■ **EXERCISE**
The response must hold only the lines from the line containing "Target: dark green bmw suv" through the end of the listing, exactly as written.
### MATERIAL PROVIDED ###
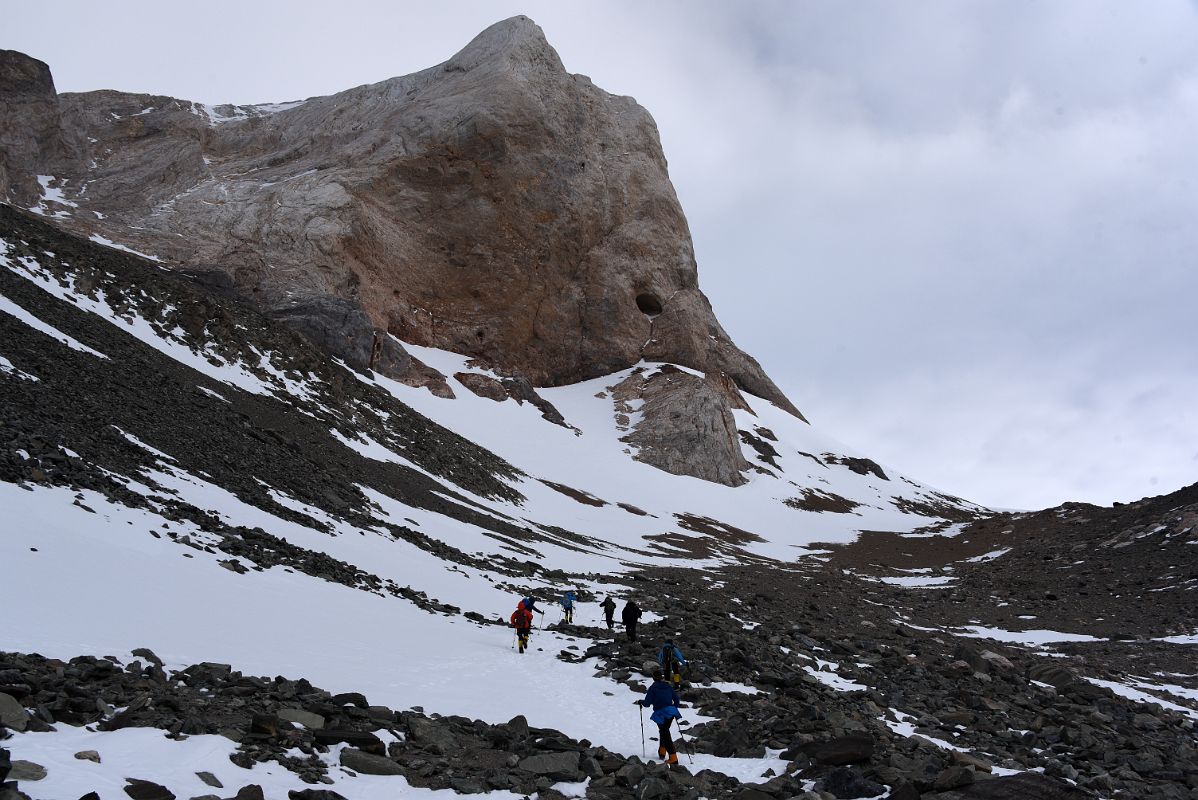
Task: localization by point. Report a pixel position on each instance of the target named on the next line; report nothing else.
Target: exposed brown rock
(494, 205)
(684, 424)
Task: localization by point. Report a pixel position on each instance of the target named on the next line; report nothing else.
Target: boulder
(841, 750)
(847, 783)
(12, 714)
(560, 767)
(307, 719)
(369, 763)
(431, 735)
(23, 770)
(314, 794)
(1024, 786)
(147, 791)
(684, 424)
(359, 739)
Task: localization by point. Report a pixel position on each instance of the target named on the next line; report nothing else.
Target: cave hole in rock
(648, 303)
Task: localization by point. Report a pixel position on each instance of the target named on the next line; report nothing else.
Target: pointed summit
(516, 43)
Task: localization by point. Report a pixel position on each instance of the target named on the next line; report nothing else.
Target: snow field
(128, 589)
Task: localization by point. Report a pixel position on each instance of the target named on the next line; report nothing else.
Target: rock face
(31, 137)
(683, 424)
(494, 205)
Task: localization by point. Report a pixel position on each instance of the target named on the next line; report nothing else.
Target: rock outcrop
(683, 424)
(494, 205)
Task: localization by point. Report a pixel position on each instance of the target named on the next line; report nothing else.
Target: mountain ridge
(273, 541)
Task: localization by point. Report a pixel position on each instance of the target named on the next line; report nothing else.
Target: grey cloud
(960, 235)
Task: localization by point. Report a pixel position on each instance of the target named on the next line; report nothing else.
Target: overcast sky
(961, 236)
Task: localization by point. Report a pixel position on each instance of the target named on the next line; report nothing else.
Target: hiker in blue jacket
(665, 702)
(670, 658)
(568, 607)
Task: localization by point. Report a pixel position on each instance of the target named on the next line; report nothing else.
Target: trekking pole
(642, 732)
(687, 750)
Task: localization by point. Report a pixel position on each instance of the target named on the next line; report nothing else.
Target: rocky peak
(494, 205)
(23, 74)
(516, 44)
(31, 140)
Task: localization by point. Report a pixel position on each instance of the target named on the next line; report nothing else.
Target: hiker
(665, 702)
(530, 605)
(630, 614)
(568, 607)
(670, 658)
(521, 619)
(609, 611)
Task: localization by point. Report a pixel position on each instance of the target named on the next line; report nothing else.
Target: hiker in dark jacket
(665, 702)
(630, 614)
(568, 601)
(609, 610)
(670, 658)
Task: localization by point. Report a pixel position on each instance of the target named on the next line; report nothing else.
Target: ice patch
(12, 309)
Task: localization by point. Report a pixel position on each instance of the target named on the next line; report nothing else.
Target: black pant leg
(664, 737)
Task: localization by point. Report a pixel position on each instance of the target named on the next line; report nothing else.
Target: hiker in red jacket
(521, 619)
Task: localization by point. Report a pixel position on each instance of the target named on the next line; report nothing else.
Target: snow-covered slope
(177, 473)
(141, 558)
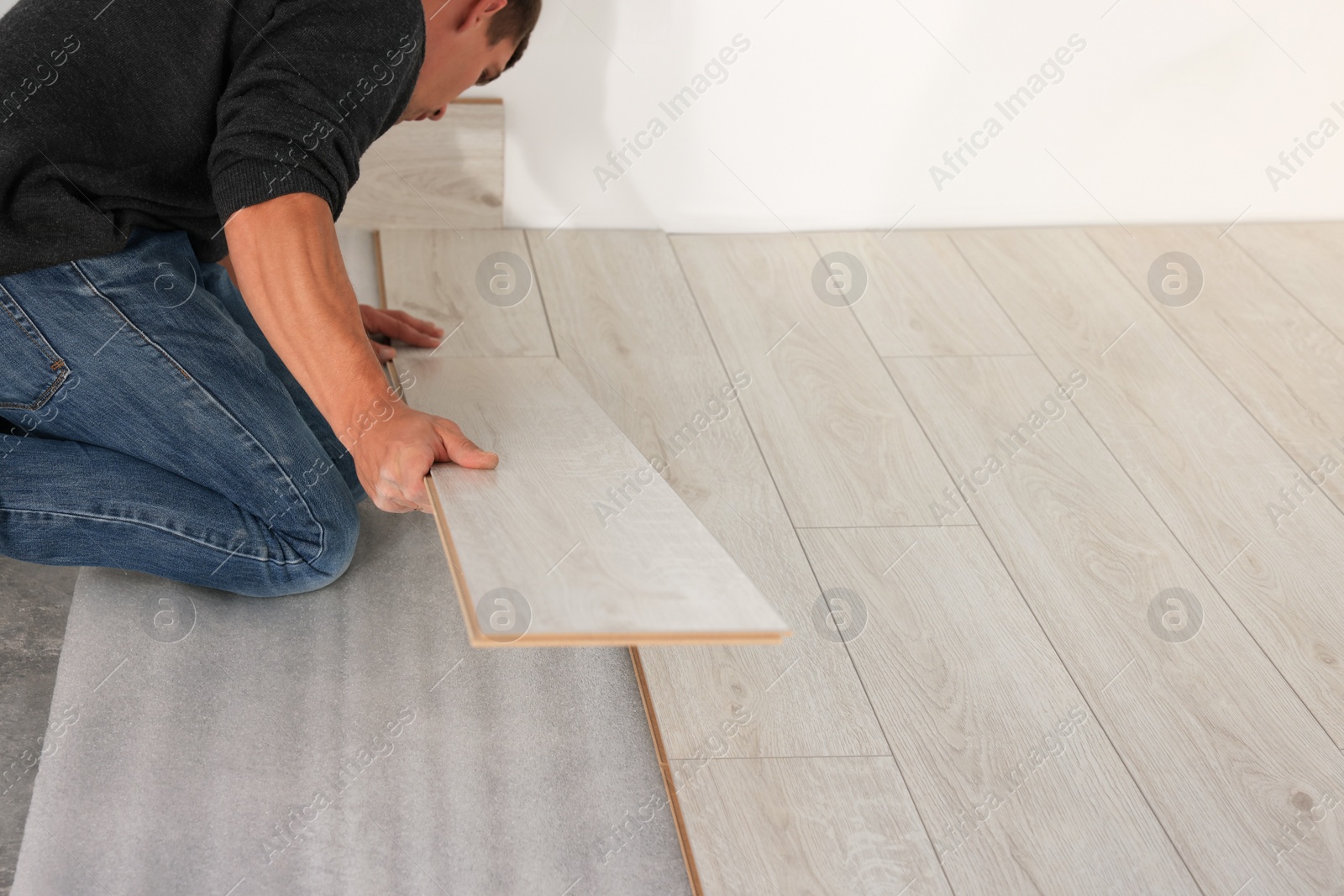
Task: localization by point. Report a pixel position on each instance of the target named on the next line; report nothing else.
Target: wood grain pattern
(1203, 720)
(433, 174)
(835, 828)
(434, 273)
(628, 328)
(1307, 258)
(922, 297)
(842, 445)
(575, 520)
(1265, 347)
(1203, 463)
(1011, 774)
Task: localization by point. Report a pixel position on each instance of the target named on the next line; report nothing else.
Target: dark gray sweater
(172, 114)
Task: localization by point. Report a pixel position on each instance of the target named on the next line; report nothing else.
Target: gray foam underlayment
(188, 727)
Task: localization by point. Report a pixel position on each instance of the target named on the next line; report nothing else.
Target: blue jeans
(152, 427)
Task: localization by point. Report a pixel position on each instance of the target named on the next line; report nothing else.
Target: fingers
(398, 324)
(461, 450)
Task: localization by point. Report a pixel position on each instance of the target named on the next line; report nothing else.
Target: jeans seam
(101, 517)
(50, 354)
(322, 530)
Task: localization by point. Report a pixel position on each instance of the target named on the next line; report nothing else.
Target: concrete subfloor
(34, 604)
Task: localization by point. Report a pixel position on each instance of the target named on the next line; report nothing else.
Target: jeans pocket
(30, 369)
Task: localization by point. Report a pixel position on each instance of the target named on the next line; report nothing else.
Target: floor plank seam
(1221, 380)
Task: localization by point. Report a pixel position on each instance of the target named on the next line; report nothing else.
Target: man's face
(457, 55)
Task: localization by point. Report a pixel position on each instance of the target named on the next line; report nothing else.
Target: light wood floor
(1079, 540)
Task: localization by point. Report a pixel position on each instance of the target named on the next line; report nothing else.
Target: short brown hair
(515, 20)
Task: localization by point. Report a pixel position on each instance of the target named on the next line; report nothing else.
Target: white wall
(837, 112)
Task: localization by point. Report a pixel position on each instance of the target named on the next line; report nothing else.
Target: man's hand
(398, 448)
(288, 268)
(400, 325)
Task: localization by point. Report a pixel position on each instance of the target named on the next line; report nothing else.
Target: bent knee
(302, 574)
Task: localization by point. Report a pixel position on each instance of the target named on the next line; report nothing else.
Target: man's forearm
(286, 262)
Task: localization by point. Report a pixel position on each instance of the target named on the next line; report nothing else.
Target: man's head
(468, 42)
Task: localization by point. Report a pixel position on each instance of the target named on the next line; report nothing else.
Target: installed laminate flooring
(476, 284)
(1265, 345)
(842, 445)
(434, 174)
(1059, 719)
(1307, 259)
(1148, 640)
(1068, 647)
(654, 369)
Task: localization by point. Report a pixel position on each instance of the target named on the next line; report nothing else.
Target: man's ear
(480, 13)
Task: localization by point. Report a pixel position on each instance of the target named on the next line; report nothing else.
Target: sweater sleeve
(311, 90)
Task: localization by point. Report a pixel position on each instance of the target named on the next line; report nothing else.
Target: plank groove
(837, 826)
(1195, 453)
(434, 174)
(575, 527)
(842, 445)
(1307, 258)
(1011, 773)
(1267, 348)
(922, 298)
(438, 275)
(659, 355)
(1093, 558)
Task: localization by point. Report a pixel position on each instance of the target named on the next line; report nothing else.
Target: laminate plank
(842, 445)
(434, 174)
(835, 826)
(476, 284)
(1307, 258)
(1010, 772)
(589, 544)
(339, 741)
(922, 297)
(1223, 752)
(1195, 453)
(1265, 347)
(628, 328)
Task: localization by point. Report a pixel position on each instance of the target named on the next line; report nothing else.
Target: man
(187, 379)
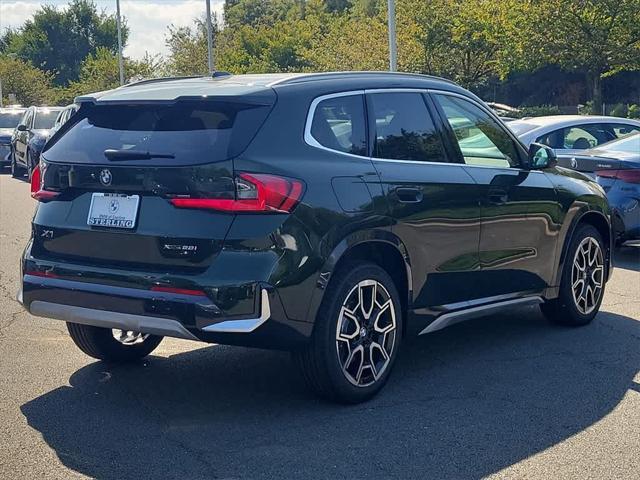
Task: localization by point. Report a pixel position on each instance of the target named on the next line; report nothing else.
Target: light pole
(393, 50)
(209, 46)
(120, 62)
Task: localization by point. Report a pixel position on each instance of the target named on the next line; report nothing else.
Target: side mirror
(541, 156)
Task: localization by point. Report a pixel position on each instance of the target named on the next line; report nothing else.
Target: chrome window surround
(312, 142)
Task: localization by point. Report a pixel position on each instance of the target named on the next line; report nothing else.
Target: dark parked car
(326, 214)
(29, 138)
(64, 115)
(9, 119)
(616, 166)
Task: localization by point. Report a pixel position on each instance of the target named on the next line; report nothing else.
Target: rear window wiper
(117, 155)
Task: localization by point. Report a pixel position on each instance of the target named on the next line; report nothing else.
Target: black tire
(564, 309)
(100, 343)
(319, 361)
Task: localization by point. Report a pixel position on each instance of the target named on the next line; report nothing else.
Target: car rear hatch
(121, 181)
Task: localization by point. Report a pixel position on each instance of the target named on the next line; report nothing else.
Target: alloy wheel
(366, 333)
(129, 337)
(587, 275)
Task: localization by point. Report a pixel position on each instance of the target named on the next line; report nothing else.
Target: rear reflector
(37, 190)
(180, 291)
(41, 273)
(255, 192)
(631, 175)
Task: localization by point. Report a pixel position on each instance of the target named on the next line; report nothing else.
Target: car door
(519, 207)
(22, 137)
(432, 199)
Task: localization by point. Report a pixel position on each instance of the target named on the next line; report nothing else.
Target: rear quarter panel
(577, 195)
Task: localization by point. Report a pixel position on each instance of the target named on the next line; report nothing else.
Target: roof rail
(159, 80)
(309, 77)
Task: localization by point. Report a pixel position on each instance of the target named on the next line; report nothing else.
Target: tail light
(631, 175)
(37, 187)
(255, 192)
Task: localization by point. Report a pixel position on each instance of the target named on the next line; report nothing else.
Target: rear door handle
(498, 196)
(409, 194)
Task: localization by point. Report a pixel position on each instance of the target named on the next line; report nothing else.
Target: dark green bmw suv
(328, 214)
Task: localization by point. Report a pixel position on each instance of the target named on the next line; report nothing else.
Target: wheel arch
###
■ **ANSWER TO THIS PROBLEM**
Target: dark green bmw suv
(328, 214)
Task: localization by point. Report a pixel position on each instance of the target named on the next line; report nothing else.
Target: wheel arch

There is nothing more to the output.